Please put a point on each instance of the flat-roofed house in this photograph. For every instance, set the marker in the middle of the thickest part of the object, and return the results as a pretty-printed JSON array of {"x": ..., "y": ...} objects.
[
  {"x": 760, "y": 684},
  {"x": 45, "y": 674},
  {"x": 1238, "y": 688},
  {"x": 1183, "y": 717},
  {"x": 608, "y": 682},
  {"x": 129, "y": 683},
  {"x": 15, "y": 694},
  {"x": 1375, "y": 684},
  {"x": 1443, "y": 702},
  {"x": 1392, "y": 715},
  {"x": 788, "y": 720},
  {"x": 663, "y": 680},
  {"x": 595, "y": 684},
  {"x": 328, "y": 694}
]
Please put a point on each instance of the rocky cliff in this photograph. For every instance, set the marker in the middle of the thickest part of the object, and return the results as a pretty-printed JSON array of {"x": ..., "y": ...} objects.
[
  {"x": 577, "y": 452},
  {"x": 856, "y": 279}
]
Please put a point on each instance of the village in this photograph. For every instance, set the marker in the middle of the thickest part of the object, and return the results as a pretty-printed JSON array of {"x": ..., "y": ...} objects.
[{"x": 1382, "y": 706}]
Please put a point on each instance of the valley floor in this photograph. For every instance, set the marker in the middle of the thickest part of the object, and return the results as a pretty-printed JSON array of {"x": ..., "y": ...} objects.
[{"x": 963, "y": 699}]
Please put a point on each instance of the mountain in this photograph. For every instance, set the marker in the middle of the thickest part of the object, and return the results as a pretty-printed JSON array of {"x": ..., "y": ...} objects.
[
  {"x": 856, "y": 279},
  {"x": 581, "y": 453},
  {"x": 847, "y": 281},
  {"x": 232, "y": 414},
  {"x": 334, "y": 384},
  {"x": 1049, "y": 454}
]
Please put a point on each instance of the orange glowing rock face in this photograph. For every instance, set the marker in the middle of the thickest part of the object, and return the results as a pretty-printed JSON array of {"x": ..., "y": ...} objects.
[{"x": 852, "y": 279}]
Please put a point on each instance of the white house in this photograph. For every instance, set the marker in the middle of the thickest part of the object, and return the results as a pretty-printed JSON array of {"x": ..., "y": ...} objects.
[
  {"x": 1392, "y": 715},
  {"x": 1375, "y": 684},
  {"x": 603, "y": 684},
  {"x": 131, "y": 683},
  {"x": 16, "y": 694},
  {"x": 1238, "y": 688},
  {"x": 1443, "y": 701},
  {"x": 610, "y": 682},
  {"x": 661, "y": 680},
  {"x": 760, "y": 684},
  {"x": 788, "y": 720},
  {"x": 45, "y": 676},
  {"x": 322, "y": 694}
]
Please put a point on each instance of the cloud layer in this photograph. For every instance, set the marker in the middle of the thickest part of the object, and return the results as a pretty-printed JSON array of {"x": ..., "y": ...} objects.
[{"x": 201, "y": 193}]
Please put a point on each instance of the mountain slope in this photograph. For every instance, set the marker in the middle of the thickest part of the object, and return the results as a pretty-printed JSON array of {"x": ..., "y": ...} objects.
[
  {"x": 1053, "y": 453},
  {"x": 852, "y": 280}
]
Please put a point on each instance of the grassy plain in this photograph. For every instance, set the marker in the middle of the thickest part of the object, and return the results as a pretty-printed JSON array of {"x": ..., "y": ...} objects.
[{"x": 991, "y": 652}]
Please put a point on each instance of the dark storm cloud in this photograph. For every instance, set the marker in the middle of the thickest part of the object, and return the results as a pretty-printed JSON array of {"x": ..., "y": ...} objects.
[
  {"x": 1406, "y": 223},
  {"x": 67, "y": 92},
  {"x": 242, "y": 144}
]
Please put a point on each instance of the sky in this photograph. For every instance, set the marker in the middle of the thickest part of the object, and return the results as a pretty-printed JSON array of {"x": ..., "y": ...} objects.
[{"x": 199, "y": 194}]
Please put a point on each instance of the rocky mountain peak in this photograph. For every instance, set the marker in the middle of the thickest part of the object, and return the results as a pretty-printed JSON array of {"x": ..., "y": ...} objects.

---------------

What is expected:
Reproduce the records exactly as they appear.

Result of the exercise:
Please put a point on each instance of the flat-roofed house in this photograph. For every instance, set the marker in the middle of the thickest part of the object, and return the results as a pretty-printed JSON array of {"x": ..., "y": ...} objects.
[
  {"x": 760, "y": 684},
  {"x": 45, "y": 674},
  {"x": 1238, "y": 688},
  {"x": 1183, "y": 717},
  {"x": 608, "y": 682},
  {"x": 129, "y": 683},
  {"x": 15, "y": 694},
  {"x": 1375, "y": 684},
  {"x": 1443, "y": 702},
  {"x": 1392, "y": 715},
  {"x": 788, "y": 720},
  {"x": 663, "y": 680},
  {"x": 595, "y": 684},
  {"x": 328, "y": 694}
]
Please put a point on each instance of the rocky cliff in this photograph. For every instance, set the marker in the middle of the thickest part of the object, and return the results as a pretty-printed JSON array of {"x": ..., "y": ...} objects.
[
  {"x": 577, "y": 452},
  {"x": 856, "y": 279}
]
Please put a point on each instance of the village in this photograph. For every instance, set the marker in the middle of the thickest part of the object, and return the results as a pretty-printed JSON array of {"x": ..., "y": ...} objects.
[{"x": 1382, "y": 706}]
Please put a point on each instance of the valley floor in this photograph. For every instance, set the marker in the middle of the thickest part of the object, and return the results as a pretty-printed JSON array of {"x": ..., "y": ...} objects.
[{"x": 963, "y": 699}]
Please put a point on each instance of the mountain in this photograph. For every instance, set the marker in the middle of the thickest part of the object, and return the results as a pretty-printed JSON array of {"x": ..., "y": ...} objects.
[
  {"x": 856, "y": 279},
  {"x": 581, "y": 453},
  {"x": 847, "y": 281},
  {"x": 232, "y": 414},
  {"x": 334, "y": 384},
  {"x": 1049, "y": 454}
]
Please put a point on each instance of the orange glowing rock face in this photograph. For every instance, set the marker in the middle of the thickest part of the object, and return the results as a pretty-printed JSON array of {"x": ..., "y": ...} objects.
[{"x": 852, "y": 279}]
Please put a point on each instance of the white house in this photograph. For every instance, set the marker in the middle of the thickest part of the object, and return the results as a pretty-printed JSON array of {"x": ..., "y": ...} objects.
[
  {"x": 1392, "y": 715},
  {"x": 1375, "y": 684},
  {"x": 603, "y": 684},
  {"x": 131, "y": 683},
  {"x": 16, "y": 694},
  {"x": 1238, "y": 688},
  {"x": 1443, "y": 701},
  {"x": 610, "y": 682},
  {"x": 661, "y": 680},
  {"x": 760, "y": 684},
  {"x": 788, "y": 720},
  {"x": 45, "y": 676},
  {"x": 322, "y": 694}
]
Please put a point on each instance of the cloud layer in this photograph. For every instance, set the marker in the middle of the thickest part of the object, and return the results as a pretty-printed JSON array of {"x": ..., "y": ...} objects.
[{"x": 201, "y": 193}]
Please put a point on each instance of the mountain slope in this photograph. For every instance, set the marker in the middle of the thickest part of the object, and return the results as a pretty-printed JSON array of {"x": ..., "y": ...} objects.
[
  {"x": 1053, "y": 453},
  {"x": 852, "y": 280}
]
Please put a point on each instance of the grassy plain in this photograph. For every instance, set the marker in the middle of the thickest part of the object, and return the results as a pretty-printed JSON array of {"x": ..., "y": ...} objects.
[{"x": 991, "y": 652}]
Please put a point on each instance of the dark storm cloud in this photograph. For every instance, set the marker in the middle of the thickest part of the object, and return the results as a pretty-printed JSON array of {"x": ..., "y": ...} objects.
[
  {"x": 1406, "y": 223},
  {"x": 67, "y": 92},
  {"x": 242, "y": 144}
]
Please put a point on each instance of the sky in this photograph. For every instance, set the marker in the middle of the thickest part of the object, and return the results as a pretty-printed JSON array of {"x": ..., "y": ...} objects.
[{"x": 199, "y": 194}]
Please put a point on each instance of the rocky mountain peak in this photograph. For every instance, set the marker in the middle of the thickest part of the object, and return the results as a pretty-printed JSON array of {"x": ..., "y": ...} objects.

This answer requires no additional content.